**Goal of the exercise**
Can you reproduce the entire summary below of the soccer study comparing sprint training and Nordic hamstring exercises, word for word?

**Excerpted text**
● ● ● ●
Soccer players were recruited from two different elite soccer teams in Portugal. In this prospective interventional controlled study, sprint performance, mechanics and biceps femoris long head (BFlh) architecture variables were measured before and after six weeks of training during the first six pre-season weeks; in three different groups of soccer players. The “Soccer group” (controls) continued their usual soccer practice, the “Nordic group” players performed a NHE program in addition to usual soccer practice, and the “Sprint group” performed a comprehensive sprint acceleration program in addition to usual soccer practice.
For sprint performance, small to large improvements were reported in the “Sprint group” (excluding maximal velocity), whereas ONLY small negative changes were reported in “Soccer group” and “Nordic group”.
The “Sprint” group showed moderate increase in fascicle length compared to a smaller increase for the “Nordic” group with trivial changes for the “Soccer group”. Only the “Nordic” group presented small increases in pennation angle.
Collectively, the results suggest that both sprinting and Nordics added to usual soccer practice induced increases in the fascicle length of the BFlh; with the sprint showing moderately superior adaptations (16%) compared to the NHE (7%). See Figure 1 for a summary of results.
- Internal and external training load variables were not thoroughly measured and may have confounded the overall effect, specifically fascicle length adaptation.
- The use of two-dimensional ultrasound to estimate fascicle length has some associated methodological limitations mainly derived from a reduced field of view.
- No objective measure of strength change was performed.
- Nine players (28%) dropped out from the study: two from the “Soccer group”; five from the “Nordic group”; and two from the “Sprint group”.
The results of this study suggest that sprint training is superior to NHE to increase hamstring muscle architecture, specifically biceps femoris long head fascicle length; although both groups had a greater improvement compared to regular football training. However, sprint training was able to both provide the preventative stimulus (increase fascicle length) while also improving sprint performance and mechanics.
● ● ● ●
**Given material**
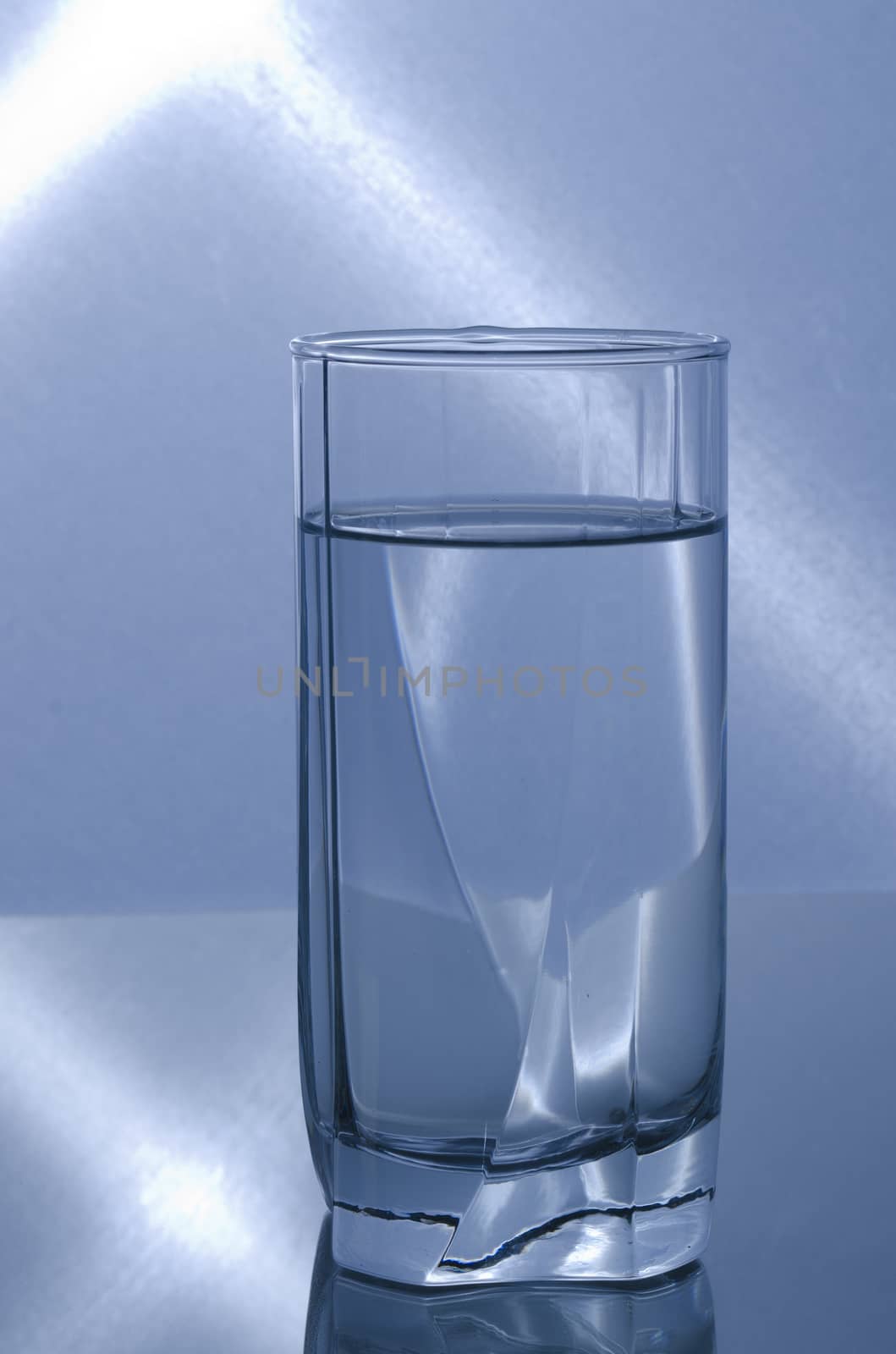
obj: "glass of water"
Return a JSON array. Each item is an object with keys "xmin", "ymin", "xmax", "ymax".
● ● ● ●
**Problem solution**
Soccer players were recruited from two different elite soccer teams in Portugal. In this prospective interventional controlled study, sprint performance, mechanics and biceps femoris long head (BFlh) architecture variables were measured before and after six weeks of training during the first six pre-season weeks; in three different groups of soccer players. The “Soccer group” (controls) continued their usual soccer practice, the “Nordic group” players performed a NHE program in addition to usual soccer practice, and the “Sprint group” performed a comprehensive sprint acceleration program in addition to usual soccer practice.
For sprint performance, small to large improvements were reported in the “Sprint group” (excluding maximal velocity), whereas ONLY small negative changes were reported in “Soccer group” and “Nordic group”.
The “Sprint” group showed moderate increase in fascicle length compared to a smaller increase for the “Nordic” group with trivial changes for the “Soccer group”. Only the “Nordic” group presented small increases in pennation angle.
Collectively, the results suggest that both sprinting and Nordics added to usual soccer practice induced increases in the fascicle length of the BFlh; with the sprint showing moderately superior adaptations (16%) compared to the NHE (7%). See Figure 1 for a summary of results.
- Internal and external training load variables were not thoroughly measured and may have confounded the overall effect, specifically fascicle length adaptation.
- The use of two-dimensional ultrasound to estimate fascicle length has some associated methodological limitations mainly derived from a reduced field of view.
- No objective measure of strength change was performed.
- Nine players (28%) dropped out from the study: two from the “Soccer group”; five from the “Nordic group”; and two from the “Sprint group”.
The results of this study suggest that sprint training is superior to NHE to increase hamstring muscle architecture, specifically biceps femoris long head fascicle length; although both groups had a greater improvement compared to regular football training. However, sprint training was able to both provide the preventative stimulus (increase fascicle length) while also improving sprint performance and mechanics.